> **REQUIRED WORK**
Tally the lines of the listing below that contain the string "glass", treating uppercase and lowercase as different, and reply with the number alone.

> **MATERIAL FOR THIS TASK**
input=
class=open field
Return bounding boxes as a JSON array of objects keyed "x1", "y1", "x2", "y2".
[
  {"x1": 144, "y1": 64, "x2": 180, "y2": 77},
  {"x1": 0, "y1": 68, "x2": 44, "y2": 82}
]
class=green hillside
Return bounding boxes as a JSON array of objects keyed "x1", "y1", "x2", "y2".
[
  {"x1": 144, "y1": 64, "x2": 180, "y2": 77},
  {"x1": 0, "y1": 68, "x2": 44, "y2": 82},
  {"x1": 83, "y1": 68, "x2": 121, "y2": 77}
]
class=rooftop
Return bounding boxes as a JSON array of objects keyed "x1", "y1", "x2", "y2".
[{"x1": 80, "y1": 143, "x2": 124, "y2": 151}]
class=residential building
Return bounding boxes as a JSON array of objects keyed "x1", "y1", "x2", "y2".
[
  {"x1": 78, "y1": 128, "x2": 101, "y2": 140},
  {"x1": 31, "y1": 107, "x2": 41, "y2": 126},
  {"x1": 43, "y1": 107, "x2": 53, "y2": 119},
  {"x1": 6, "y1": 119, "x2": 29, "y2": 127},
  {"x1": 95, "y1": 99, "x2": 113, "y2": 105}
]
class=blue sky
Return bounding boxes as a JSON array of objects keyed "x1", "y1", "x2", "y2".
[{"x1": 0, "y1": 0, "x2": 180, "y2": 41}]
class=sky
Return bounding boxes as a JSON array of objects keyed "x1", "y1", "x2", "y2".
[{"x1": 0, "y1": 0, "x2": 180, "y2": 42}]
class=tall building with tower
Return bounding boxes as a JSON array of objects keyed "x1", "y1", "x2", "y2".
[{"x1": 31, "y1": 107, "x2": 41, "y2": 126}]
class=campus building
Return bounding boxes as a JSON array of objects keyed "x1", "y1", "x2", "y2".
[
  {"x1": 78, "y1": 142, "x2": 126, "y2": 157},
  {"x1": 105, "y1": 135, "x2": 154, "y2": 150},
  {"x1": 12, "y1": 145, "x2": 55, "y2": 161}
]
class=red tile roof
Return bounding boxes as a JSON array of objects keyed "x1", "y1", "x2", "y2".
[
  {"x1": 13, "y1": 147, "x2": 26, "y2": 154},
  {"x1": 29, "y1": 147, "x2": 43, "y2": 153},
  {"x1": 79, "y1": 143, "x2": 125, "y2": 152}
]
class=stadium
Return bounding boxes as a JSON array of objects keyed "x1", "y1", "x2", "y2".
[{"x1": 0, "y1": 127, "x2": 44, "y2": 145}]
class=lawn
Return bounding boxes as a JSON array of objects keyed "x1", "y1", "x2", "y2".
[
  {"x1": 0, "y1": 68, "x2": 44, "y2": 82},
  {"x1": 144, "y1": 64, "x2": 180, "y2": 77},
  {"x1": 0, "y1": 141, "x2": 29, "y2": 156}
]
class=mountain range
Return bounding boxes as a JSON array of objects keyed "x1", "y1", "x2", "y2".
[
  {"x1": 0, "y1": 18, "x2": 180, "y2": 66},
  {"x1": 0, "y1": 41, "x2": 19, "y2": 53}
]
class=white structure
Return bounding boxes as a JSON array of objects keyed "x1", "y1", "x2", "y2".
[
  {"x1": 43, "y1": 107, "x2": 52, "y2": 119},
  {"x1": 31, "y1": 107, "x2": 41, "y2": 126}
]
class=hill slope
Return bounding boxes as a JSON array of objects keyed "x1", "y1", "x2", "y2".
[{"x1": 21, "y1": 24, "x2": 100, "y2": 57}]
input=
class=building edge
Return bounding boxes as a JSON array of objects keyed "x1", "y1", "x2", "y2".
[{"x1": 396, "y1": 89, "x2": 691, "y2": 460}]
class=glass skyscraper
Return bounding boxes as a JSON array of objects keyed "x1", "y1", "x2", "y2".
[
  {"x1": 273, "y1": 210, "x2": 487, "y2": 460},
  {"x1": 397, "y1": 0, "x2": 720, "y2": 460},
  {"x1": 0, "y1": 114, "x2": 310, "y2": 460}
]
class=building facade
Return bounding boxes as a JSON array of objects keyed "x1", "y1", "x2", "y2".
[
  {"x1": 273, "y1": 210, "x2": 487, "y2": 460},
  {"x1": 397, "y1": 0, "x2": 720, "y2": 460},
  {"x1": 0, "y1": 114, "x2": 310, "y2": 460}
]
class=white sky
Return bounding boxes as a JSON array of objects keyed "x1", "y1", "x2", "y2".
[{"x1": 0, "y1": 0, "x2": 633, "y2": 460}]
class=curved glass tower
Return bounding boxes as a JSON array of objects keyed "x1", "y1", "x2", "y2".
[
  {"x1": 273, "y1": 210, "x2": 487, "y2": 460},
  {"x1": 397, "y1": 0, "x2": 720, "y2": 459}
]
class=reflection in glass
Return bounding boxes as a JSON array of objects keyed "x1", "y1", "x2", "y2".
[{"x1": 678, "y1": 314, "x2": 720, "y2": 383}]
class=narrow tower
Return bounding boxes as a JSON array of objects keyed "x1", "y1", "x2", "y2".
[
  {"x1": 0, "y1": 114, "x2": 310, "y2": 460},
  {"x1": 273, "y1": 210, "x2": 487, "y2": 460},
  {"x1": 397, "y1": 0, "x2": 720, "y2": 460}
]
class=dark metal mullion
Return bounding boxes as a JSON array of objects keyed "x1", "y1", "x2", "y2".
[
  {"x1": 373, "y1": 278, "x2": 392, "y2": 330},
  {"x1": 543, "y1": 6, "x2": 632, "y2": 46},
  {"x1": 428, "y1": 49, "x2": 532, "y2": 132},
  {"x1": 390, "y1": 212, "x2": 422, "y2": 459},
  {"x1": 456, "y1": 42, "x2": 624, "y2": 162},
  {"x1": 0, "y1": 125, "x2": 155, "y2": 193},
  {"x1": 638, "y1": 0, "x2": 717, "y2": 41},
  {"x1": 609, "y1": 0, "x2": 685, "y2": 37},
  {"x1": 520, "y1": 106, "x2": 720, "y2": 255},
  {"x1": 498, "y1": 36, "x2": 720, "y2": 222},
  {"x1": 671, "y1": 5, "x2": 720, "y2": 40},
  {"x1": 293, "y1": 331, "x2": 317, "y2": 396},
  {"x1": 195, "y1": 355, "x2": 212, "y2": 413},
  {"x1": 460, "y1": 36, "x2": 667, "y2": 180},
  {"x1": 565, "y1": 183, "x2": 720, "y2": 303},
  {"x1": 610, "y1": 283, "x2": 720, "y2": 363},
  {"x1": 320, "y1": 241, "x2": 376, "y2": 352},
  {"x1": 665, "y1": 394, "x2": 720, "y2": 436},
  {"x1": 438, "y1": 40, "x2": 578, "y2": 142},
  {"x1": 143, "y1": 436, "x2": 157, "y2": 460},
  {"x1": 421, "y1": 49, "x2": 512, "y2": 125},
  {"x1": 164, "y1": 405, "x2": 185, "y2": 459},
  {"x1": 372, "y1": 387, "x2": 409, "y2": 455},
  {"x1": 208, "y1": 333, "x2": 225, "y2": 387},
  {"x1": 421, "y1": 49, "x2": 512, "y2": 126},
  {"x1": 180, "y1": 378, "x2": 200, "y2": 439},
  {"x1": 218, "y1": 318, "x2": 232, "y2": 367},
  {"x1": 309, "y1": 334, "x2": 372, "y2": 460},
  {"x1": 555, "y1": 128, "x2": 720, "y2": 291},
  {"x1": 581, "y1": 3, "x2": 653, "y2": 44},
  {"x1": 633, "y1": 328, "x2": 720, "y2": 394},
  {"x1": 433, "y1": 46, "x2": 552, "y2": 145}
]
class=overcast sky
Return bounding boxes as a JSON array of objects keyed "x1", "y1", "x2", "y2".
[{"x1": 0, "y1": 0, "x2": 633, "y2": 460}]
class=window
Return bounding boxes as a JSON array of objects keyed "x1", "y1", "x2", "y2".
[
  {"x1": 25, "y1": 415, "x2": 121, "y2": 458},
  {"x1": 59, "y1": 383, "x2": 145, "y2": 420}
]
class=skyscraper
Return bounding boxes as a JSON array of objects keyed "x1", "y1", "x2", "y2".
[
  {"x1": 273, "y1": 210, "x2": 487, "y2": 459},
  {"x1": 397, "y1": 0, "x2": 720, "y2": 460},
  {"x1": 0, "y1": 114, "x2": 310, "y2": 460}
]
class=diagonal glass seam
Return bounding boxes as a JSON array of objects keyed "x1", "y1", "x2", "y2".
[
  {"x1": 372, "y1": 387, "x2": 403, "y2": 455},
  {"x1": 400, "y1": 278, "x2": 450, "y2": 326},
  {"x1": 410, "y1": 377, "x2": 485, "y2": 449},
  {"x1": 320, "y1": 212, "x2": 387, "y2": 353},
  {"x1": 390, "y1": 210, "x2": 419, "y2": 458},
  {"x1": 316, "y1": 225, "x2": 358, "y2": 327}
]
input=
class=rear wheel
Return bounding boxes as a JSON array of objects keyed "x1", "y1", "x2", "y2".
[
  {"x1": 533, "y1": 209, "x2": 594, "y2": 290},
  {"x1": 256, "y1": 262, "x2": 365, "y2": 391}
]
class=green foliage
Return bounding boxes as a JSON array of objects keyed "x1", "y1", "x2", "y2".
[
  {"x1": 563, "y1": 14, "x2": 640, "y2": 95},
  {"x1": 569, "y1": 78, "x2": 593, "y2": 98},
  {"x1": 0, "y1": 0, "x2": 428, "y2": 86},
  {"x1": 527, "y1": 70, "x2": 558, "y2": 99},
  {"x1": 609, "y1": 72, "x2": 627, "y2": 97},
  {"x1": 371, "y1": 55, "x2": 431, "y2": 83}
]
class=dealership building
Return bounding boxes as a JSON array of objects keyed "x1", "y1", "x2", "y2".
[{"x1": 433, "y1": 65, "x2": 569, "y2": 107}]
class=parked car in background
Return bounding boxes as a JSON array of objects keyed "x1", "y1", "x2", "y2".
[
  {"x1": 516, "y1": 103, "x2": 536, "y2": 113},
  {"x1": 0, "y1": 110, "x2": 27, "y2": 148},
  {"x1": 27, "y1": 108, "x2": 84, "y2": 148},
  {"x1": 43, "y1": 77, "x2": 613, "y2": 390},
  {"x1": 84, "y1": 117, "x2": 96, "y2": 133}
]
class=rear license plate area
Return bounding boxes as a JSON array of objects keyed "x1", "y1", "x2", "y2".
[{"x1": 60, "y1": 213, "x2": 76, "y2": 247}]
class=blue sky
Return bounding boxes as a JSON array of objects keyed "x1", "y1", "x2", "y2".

> **SOLUTION**
4